[GOAL]:
Could you render everything from the line containing "Note: pick out every instance of the bridge railing" down to the last line of the items below as a JSON list of strings, one string per line and blank lines left out?

Point annotation items
--------------------------------

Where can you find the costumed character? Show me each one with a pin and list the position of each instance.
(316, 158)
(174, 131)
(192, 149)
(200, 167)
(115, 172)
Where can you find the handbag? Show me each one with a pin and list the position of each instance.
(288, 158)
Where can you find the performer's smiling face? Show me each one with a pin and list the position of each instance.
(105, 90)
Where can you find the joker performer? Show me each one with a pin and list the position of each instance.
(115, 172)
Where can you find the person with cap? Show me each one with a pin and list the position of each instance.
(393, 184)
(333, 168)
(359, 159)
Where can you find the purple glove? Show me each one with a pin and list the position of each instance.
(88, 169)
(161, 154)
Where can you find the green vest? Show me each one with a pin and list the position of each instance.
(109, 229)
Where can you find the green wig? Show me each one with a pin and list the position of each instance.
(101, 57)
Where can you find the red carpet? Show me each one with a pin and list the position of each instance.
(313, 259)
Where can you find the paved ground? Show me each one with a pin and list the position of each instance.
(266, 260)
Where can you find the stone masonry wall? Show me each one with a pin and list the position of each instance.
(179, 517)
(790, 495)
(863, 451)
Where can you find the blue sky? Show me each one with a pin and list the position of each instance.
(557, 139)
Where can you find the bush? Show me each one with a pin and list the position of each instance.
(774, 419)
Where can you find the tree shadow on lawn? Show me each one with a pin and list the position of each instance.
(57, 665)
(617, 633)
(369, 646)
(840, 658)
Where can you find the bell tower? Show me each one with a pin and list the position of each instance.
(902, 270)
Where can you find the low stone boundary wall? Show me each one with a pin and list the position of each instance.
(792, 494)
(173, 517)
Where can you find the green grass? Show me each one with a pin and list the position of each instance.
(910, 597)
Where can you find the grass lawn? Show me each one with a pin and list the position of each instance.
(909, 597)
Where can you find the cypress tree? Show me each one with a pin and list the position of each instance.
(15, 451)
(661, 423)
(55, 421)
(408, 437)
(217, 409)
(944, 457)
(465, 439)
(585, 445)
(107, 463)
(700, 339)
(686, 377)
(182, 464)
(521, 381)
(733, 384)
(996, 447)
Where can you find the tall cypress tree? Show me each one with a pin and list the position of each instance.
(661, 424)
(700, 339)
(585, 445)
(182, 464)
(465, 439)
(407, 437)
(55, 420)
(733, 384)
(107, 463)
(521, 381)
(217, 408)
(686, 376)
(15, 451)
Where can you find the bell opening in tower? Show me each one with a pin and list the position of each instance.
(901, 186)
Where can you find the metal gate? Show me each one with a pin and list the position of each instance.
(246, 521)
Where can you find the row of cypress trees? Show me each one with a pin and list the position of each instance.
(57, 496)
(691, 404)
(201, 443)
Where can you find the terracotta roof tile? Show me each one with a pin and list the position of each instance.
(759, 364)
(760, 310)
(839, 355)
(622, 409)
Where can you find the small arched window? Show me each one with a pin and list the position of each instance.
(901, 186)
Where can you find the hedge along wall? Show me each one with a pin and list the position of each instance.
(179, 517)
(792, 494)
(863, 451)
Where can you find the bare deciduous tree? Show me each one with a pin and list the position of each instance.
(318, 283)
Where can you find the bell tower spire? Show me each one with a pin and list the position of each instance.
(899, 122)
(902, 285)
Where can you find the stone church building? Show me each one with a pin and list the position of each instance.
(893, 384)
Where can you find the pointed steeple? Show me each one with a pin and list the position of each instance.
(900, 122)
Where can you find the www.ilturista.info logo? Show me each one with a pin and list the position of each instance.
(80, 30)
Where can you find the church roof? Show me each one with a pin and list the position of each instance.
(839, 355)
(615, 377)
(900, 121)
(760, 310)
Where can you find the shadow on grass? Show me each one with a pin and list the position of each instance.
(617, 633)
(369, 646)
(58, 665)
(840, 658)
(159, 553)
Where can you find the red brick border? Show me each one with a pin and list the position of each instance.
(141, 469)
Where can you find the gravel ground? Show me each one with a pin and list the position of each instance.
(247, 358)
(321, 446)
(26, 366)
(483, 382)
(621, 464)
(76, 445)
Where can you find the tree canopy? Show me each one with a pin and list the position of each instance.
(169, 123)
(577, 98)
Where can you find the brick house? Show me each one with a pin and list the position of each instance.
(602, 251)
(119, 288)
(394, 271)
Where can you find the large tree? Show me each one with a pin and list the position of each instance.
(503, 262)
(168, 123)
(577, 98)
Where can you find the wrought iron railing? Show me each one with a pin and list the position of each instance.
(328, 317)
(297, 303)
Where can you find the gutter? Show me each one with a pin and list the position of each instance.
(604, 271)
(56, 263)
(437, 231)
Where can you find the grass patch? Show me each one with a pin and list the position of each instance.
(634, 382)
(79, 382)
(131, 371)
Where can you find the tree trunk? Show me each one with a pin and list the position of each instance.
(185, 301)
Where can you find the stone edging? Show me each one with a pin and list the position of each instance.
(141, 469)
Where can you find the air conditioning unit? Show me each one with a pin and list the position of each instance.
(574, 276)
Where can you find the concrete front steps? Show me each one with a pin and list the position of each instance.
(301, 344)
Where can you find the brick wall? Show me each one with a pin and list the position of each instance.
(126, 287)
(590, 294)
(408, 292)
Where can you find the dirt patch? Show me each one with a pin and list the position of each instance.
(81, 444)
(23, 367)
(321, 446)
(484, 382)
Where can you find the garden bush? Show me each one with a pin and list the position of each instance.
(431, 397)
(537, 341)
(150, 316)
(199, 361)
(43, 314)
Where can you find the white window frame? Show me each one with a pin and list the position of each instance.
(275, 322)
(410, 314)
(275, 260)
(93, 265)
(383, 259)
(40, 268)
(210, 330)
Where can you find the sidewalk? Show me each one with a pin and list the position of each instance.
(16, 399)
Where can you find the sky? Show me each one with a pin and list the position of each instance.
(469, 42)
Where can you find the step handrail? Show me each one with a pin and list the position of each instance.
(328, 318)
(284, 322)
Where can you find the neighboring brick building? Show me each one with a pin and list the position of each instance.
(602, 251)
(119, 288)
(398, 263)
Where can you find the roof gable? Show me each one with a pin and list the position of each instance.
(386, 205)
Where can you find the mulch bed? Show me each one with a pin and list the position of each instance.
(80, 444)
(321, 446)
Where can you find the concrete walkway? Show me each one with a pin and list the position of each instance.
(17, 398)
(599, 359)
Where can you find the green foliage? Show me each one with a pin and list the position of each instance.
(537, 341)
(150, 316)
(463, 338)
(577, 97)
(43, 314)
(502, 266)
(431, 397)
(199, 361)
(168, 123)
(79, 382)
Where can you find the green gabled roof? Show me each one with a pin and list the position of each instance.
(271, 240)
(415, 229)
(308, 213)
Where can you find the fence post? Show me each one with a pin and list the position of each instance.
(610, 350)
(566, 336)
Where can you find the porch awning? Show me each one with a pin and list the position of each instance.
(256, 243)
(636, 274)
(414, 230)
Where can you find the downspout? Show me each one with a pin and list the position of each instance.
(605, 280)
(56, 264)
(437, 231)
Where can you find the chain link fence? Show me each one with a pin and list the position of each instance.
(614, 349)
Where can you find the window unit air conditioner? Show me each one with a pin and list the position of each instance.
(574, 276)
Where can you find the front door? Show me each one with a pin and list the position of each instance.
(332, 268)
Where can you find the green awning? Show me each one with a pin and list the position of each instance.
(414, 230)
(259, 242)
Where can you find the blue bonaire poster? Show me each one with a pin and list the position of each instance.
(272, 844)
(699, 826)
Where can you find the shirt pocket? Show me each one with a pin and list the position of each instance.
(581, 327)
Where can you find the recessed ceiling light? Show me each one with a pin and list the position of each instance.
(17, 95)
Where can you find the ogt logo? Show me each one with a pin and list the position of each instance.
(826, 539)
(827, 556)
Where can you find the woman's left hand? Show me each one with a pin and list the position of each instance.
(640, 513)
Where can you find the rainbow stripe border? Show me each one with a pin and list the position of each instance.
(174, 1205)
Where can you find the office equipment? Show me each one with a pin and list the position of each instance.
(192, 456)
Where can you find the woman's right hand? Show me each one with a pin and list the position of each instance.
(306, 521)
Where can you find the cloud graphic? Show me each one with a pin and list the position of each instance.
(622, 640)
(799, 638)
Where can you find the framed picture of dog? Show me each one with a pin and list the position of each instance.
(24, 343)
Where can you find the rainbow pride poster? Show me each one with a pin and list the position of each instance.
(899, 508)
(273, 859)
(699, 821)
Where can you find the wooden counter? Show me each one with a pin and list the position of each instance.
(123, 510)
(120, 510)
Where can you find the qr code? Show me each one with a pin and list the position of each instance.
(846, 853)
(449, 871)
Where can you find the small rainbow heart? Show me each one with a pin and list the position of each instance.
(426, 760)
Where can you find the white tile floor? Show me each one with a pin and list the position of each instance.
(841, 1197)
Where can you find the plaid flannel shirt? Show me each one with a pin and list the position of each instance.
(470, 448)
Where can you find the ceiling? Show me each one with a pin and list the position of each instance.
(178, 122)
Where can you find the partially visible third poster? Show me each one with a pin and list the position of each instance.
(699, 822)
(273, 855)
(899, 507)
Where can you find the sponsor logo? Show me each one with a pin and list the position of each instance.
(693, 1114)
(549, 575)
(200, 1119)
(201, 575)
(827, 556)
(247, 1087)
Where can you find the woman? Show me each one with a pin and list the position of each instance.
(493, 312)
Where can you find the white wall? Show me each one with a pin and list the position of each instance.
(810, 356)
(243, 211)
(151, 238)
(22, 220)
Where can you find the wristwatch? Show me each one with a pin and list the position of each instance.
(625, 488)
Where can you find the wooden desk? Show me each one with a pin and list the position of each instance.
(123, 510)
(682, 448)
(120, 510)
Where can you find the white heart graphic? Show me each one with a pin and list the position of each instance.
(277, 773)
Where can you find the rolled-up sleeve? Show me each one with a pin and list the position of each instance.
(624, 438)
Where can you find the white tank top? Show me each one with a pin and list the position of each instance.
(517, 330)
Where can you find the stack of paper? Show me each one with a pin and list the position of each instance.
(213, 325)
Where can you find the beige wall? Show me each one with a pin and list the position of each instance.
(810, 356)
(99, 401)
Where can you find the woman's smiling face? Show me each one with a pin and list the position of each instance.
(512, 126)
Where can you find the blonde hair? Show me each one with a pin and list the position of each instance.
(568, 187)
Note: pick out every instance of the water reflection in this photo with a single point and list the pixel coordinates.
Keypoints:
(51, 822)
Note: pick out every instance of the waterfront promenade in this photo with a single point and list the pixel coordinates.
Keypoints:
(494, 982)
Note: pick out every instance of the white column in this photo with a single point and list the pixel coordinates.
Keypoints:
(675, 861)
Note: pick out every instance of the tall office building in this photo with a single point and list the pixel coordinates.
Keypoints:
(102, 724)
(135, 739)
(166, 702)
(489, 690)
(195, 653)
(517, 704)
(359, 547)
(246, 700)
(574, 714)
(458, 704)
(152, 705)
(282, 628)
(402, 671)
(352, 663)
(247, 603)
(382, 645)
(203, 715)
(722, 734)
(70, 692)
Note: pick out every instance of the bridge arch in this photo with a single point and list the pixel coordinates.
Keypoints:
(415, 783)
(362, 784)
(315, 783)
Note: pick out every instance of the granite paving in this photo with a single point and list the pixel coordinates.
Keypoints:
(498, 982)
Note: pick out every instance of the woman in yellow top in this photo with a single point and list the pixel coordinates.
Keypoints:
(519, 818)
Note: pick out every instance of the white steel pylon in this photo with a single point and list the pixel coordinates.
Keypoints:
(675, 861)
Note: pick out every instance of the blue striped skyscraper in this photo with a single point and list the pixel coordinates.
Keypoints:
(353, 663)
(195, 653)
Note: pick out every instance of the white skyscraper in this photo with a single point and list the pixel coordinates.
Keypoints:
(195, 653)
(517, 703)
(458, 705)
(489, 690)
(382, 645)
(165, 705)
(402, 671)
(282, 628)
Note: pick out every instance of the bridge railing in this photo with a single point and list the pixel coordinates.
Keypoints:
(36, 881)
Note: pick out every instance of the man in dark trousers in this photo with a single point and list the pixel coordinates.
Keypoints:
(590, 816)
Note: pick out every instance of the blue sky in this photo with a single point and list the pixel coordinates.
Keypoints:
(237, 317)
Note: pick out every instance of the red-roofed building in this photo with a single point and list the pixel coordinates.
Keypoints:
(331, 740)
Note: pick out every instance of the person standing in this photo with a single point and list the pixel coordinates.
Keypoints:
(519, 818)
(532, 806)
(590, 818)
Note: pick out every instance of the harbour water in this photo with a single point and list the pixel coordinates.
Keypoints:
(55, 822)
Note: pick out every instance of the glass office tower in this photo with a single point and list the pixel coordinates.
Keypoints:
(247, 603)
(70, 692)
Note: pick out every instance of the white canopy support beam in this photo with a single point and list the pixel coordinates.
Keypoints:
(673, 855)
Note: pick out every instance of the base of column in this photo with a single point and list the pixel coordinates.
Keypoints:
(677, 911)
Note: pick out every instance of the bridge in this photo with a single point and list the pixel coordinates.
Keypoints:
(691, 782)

--------------------------------

[COMPLETE ANSWER]:
[
  "Note: pick out every instance of the bridge railing in this photo with a single point and list the pixel coordinates.",
  "Keypoints:",
  "(36, 881)",
  "Note: pick out every instance of the man in dark trousers in this photo with a single point and list the pixel coordinates.",
  "Keypoints:",
  "(590, 816)",
  "Note: pick out every instance of the blue sky in this photo with a single point and list the pixel coordinates.",
  "Keypoints:",
  "(237, 317)",
  "Note: pick out every instance of the red-roofed building in this photo with a single point and list the pixel coordinates.",
  "Keypoints:",
  "(331, 740)",
  "Note: pick out every instance of the person standing in this photo with a single point and list the pixel coordinates.",
  "Keypoints:",
  "(519, 818)",
  "(532, 806)",
  "(590, 818)",
  "Note: pick out every instance of the harbour water in this photo with a single point and list the pixel coordinates.",
  "Keypoints:",
  "(55, 822)",
  "Note: pick out every instance of the glass office tower in this photo with a single point and list the pixel coordinates.",
  "Keypoints:",
  "(247, 603)",
  "(70, 692)",
  "Note: pick out every instance of the white canopy support beam in this photo with a single point and list the pixel coordinates.",
  "Keypoints:",
  "(673, 855)",
  "Note: pick out every instance of the base of column in this photo with a single point and list the pixel coordinates.",
  "Keypoints:",
  "(677, 911)",
  "Note: pick out every instance of the bridge in this photo with a single point and list the pixel coordinates.",
  "Keypoints:",
  "(691, 782)"
]